Recorded information Start Marker
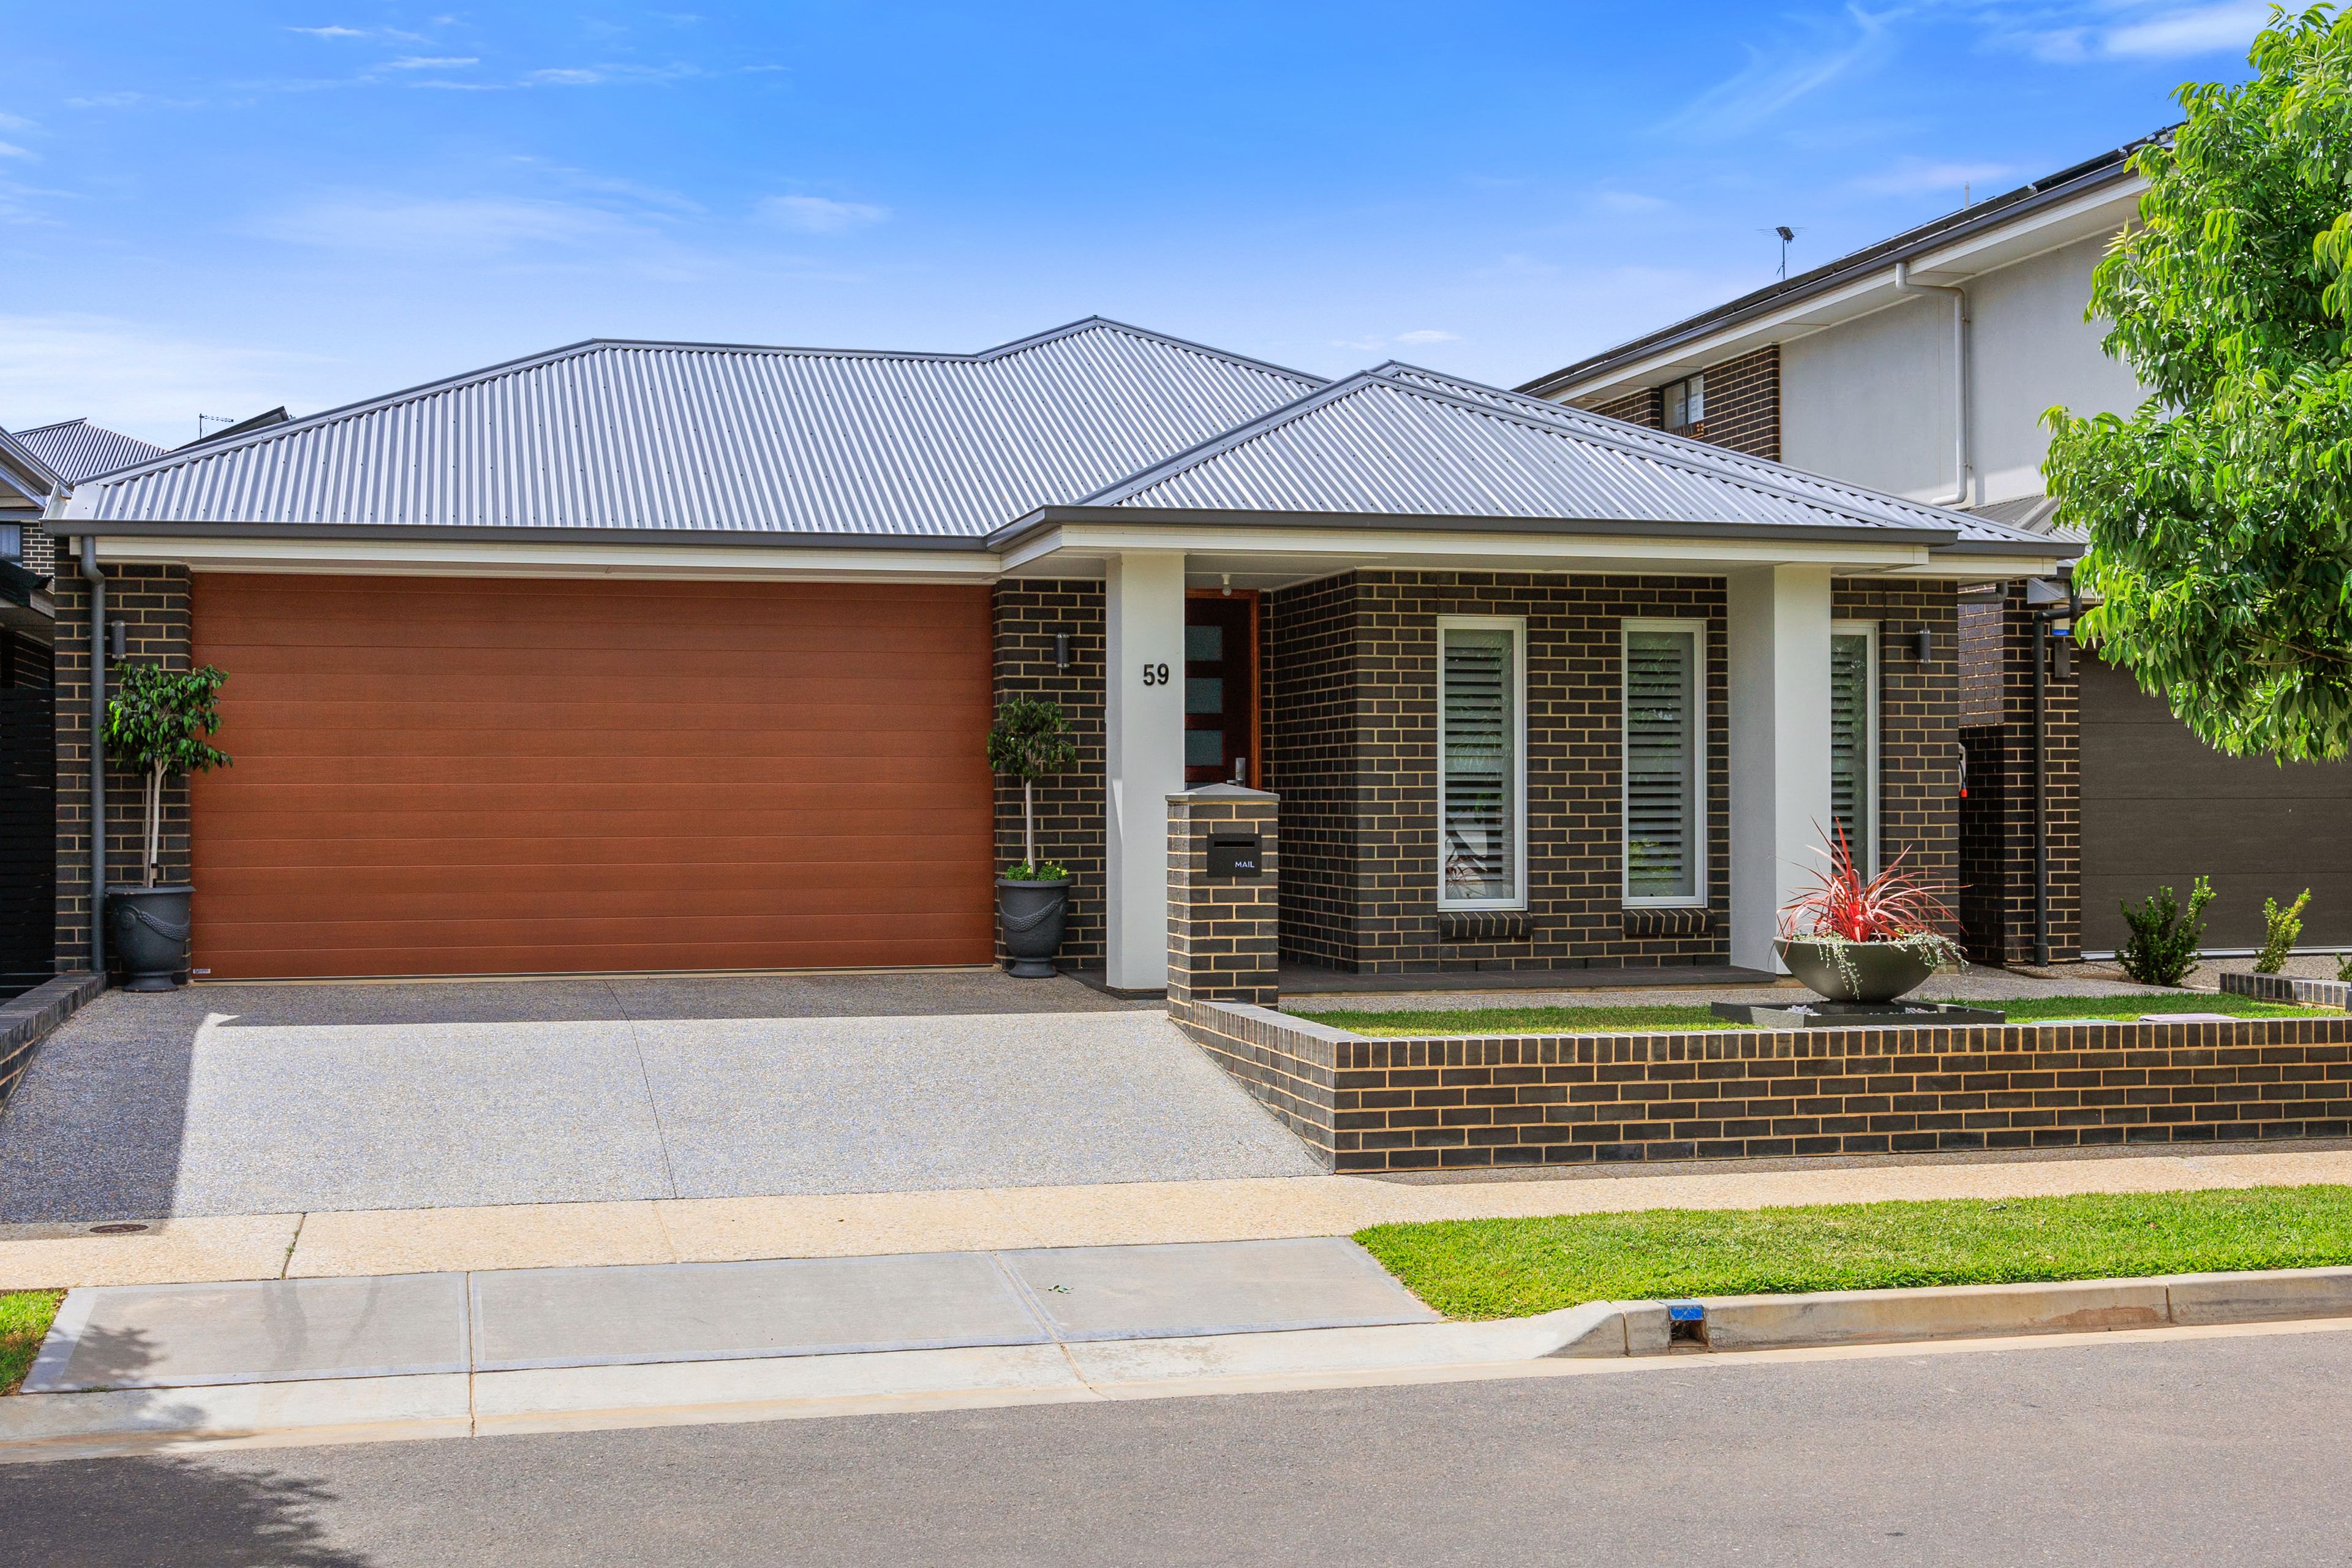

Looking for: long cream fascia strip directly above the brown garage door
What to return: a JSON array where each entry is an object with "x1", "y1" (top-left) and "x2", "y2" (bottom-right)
[{"x1": 85, "y1": 533, "x2": 1000, "y2": 583}]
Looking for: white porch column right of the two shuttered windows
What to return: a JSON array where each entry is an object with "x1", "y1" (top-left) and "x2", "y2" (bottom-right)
[{"x1": 1727, "y1": 567, "x2": 1830, "y2": 973}]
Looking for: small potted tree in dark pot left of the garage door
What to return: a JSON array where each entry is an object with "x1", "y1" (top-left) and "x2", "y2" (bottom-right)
[{"x1": 106, "y1": 665, "x2": 228, "y2": 992}]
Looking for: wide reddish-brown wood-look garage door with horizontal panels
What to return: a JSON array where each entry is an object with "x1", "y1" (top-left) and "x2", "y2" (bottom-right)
[{"x1": 193, "y1": 573, "x2": 992, "y2": 978}]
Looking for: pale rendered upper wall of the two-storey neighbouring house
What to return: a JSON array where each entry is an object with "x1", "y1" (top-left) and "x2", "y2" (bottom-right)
[{"x1": 1781, "y1": 239, "x2": 2140, "y2": 505}]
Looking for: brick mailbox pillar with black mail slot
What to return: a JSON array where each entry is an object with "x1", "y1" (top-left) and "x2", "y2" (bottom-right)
[{"x1": 1169, "y1": 785, "x2": 1280, "y2": 1018}]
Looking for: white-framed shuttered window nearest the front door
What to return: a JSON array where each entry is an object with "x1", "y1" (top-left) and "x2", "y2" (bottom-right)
[{"x1": 1437, "y1": 620, "x2": 1524, "y2": 910}]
Recorded information End Marker
• _Task prompt_: Please return all of the entries word for word, excluding the pictures.

• _Reply to the task_:
Looking for: long cream fascia strip directly above the brown garage door
What to return: a JSON array where each entry is an object with "x1", "y1" (top-left) and "x2", "y2" (bottom-right)
[{"x1": 85, "y1": 533, "x2": 1000, "y2": 583}]
Looking for: white porch column right of the two shuttered windows
What to return: a JSON array where each entry is an object with "x1", "y1" (top-left) and "x2", "y2" (bottom-right)
[{"x1": 1727, "y1": 567, "x2": 1830, "y2": 973}]
Looking for: small potted tree in dark pot left of the garage door
What to return: a JSON array where each entry is an object with "x1", "y1" (top-left) and "x2", "y2" (bottom-right)
[{"x1": 106, "y1": 665, "x2": 228, "y2": 992}]
Looking for: wide reddish-brown wood-look garage door with horizontal panels
What to return: a JSON array where each entry is an object with "x1", "y1" (top-left) and "x2", "y2" (bottom-right)
[{"x1": 193, "y1": 573, "x2": 992, "y2": 978}]
Looking for: pale rendered upper wall of the two-storey neighbouring house
What to return: a JSON array where each entry is an object with "x1", "y1" (top-left) and "x2", "y2" (bottom-right)
[{"x1": 1781, "y1": 239, "x2": 2140, "y2": 505}]
Looking for: brick mailbox pillar with black mail slot
What to return: a JSON array where each entry is an object with "x1", "y1" (top-left) and "x2", "y2" (bottom-right)
[{"x1": 1169, "y1": 785, "x2": 1280, "y2": 1018}]
Looking for: white-framed shuttered window nearest the front door
What to return: a JSON array where each entry is an object with "x1", "y1" (top-left) and "x2", "y2" (bottom-right)
[{"x1": 1437, "y1": 620, "x2": 1524, "y2": 910}]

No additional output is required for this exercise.